» Records for this exercise
+++

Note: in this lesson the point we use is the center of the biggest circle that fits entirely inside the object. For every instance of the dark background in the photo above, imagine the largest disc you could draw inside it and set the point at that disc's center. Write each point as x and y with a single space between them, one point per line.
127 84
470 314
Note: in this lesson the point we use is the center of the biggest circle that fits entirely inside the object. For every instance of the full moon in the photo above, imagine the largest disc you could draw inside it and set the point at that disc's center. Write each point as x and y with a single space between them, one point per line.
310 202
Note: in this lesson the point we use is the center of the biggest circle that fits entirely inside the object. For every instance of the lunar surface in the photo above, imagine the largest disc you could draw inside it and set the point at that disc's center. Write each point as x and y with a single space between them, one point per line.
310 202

+++

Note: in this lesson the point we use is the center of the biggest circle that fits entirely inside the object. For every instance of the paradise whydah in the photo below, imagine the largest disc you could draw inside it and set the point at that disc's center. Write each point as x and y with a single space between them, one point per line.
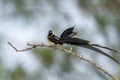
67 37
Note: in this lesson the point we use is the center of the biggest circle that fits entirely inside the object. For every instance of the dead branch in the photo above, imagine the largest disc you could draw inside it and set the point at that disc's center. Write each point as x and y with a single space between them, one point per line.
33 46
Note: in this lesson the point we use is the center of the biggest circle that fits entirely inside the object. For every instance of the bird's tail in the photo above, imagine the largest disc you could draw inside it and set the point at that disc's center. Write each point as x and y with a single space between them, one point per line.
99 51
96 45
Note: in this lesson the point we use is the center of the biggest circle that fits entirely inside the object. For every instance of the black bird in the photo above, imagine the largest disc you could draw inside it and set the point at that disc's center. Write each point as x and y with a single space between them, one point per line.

+++

» Problem requirements
How many lines of the items above contain the word "bird"? Reply with only the number.

» Task answer
2